Take the line that contains "Find every instance of the tree canopy" and all lines after it, up to and including the last line of the data, and write them out exactly; nothing else belongs in the answer.

Coordinate annotation entries
—————
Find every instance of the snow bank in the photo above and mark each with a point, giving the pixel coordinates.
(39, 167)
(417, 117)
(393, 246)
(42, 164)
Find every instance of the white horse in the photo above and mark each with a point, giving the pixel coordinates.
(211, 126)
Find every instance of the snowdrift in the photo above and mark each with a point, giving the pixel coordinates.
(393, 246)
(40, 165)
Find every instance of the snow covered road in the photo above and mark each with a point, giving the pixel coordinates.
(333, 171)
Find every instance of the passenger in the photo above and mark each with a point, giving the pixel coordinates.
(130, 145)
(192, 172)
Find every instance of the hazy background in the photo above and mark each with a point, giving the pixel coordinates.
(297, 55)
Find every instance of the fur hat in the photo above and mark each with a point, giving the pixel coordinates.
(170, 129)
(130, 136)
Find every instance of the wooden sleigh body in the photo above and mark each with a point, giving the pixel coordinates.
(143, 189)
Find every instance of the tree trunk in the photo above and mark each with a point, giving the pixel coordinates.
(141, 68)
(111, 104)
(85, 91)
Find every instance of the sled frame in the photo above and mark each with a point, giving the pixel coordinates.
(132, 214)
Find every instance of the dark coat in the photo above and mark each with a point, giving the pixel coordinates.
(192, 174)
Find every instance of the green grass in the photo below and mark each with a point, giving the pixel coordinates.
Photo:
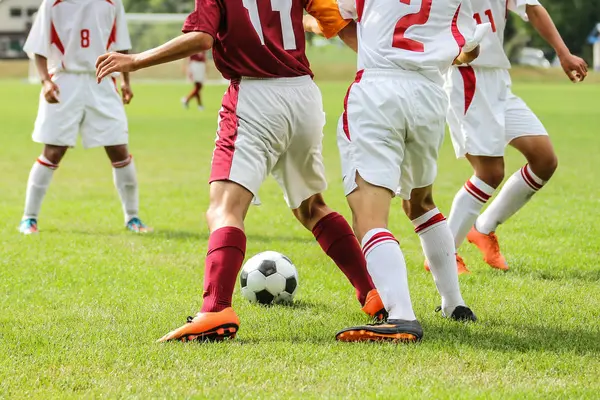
(83, 302)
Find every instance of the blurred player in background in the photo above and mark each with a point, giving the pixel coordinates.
(485, 116)
(67, 37)
(389, 136)
(271, 122)
(196, 70)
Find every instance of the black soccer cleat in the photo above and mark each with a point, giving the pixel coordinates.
(393, 330)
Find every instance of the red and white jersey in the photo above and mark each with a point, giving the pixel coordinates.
(72, 34)
(414, 35)
(492, 53)
(261, 38)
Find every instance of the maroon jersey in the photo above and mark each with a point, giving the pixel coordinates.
(200, 57)
(260, 38)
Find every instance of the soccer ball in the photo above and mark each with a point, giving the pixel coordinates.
(269, 277)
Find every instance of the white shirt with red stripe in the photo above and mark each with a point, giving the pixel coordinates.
(414, 35)
(72, 34)
(492, 53)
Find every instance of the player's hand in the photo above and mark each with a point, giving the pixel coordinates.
(114, 62)
(126, 93)
(50, 91)
(575, 67)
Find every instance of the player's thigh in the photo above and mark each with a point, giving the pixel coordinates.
(370, 137)
(476, 111)
(300, 171)
(521, 121)
(105, 121)
(59, 124)
(424, 138)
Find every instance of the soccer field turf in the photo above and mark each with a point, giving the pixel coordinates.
(84, 301)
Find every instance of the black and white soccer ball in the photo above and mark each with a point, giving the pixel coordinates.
(269, 277)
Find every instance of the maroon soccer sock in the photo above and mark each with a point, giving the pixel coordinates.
(226, 250)
(339, 242)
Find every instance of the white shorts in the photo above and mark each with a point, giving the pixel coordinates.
(272, 126)
(484, 115)
(93, 110)
(197, 71)
(391, 130)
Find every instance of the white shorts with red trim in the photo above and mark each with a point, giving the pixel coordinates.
(484, 115)
(197, 71)
(272, 126)
(93, 110)
(391, 130)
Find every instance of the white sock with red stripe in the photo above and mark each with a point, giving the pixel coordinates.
(438, 246)
(125, 179)
(37, 185)
(387, 268)
(466, 207)
(515, 193)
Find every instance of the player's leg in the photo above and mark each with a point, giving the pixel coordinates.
(40, 177)
(438, 246)
(523, 184)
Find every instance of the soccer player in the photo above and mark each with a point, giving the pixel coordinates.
(67, 37)
(196, 69)
(389, 137)
(271, 121)
(485, 116)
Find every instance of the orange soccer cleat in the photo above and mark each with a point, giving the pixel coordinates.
(204, 327)
(460, 266)
(374, 306)
(394, 330)
(489, 247)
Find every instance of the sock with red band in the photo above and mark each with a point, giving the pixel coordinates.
(515, 193)
(438, 246)
(387, 267)
(226, 251)
(37, 185)
(466, 207)
(125, 179)
(338, 241)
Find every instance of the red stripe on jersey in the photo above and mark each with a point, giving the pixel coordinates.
(345, 114)
(480, 193)
(528, 178)
(378, 238)
(470, 83)
(227, 135)
(360, 6)
(436, 219)
(112, 38)
(55, 40)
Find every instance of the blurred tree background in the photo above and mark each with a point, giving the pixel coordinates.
(574, 19)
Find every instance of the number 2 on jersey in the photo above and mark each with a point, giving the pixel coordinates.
(419, 18)
(85, 38)
(284, 7)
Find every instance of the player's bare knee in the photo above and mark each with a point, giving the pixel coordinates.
(54, 154)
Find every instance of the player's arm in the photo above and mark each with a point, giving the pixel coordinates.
(575, 67)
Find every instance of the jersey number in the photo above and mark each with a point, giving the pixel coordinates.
(284, 7)
(418, 18)
(488, 13)
(85, 38)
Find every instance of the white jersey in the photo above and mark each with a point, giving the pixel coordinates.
(413, 35)
(492, 53)
(72, 34)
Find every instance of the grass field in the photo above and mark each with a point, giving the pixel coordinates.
(83, 302)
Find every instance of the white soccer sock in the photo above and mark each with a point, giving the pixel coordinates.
(515, 193)
(37, 185)
(438, 246)
(125, 179)
(386, 265)
(466, 207)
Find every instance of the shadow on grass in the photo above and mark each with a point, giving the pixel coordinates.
(521, 338)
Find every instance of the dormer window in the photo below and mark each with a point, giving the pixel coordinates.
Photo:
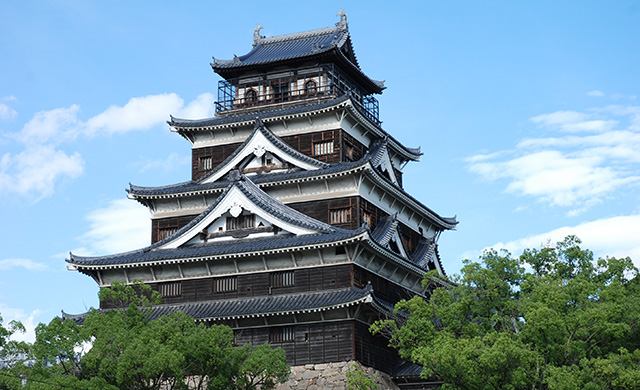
(310, 88)
(251, 96)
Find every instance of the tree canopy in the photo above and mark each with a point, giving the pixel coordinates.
(553, 318)
(124, 349)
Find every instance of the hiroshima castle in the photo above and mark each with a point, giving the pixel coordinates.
(295, 228)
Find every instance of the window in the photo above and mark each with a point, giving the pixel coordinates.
(282, 279)
(225, 284)
(368, 219)
(206, 163)
(172, 289)
(166, 232)
(322, 148)
(283, 334)
(340, 215)
(251, 96)
(310, 87)
(280, 92)
(241, 222)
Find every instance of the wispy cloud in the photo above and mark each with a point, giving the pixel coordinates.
(121, 226)
(42, 163)
(593, 154)
(30, 265)
(7, 112)
(169, 163)
(614, 237)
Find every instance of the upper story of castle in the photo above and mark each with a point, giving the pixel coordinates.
(294, 69)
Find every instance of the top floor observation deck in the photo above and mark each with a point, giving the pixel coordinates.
(292, 87)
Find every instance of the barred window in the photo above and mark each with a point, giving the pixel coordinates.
(241, 222)
(310, 87)
(340, 215)
(225, 284)
(251, 96)
(282, 279)
(171, 289)
(322, 148)
(283, 334)
(206, 163)
(166, 232)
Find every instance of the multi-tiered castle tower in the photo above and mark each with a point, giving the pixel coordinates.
(295, 228)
—————
* The solution:
Find every instance of the tree canopy in the photo above and mark each with a point, giving the pixel coordinates.
(553, 318)
(124, 349)
Find every instance of the hiroshima castle in the photo above and mark each with a point, giving the pixel coordinates.
(295, 228)
Find every instance of the window in the photo above and mark each with a point, giving the pixel coordinates.
(282, 279)
(225, 284)
(368, 219)
(206, 163)
(172, 289)
(166, 232)
(322, 148)
(283, 334)
(340, 215)
(251, 96)
(310, 87)
(280, 92)
(241, 222)
Find every instance of the wispy cloud in the photo above and mark each with a point, giving the pixel coordinates.
(121, 226)
(42, 163)
(593, 154)
(30, 265)
(7, 112)
(169, 163)
(614, 237)
Find every instance of the upper story of castle in the photo above and mark each with a point, giving the pixel coordinates.
(294, 69)
Find every instance of the top floor observation deck in the photo above and mark each with a point, giving the pixel coordinates.
(292, 87)
Find every instance of the barred window in the photo above and mark each with a point, giving the pixel coordinates.
(241, 222)
(310, 87)
(340, 215)
(225, 284)
(251, 96)
(282, 279)
(171, 289)
(322, 148)
(283, 334)
(206, 163)
(166, 232)
Find every instance of the multi-tiered castle tower in the photo above and mark each with a point, giving the pixel coordinates.
(295, 228)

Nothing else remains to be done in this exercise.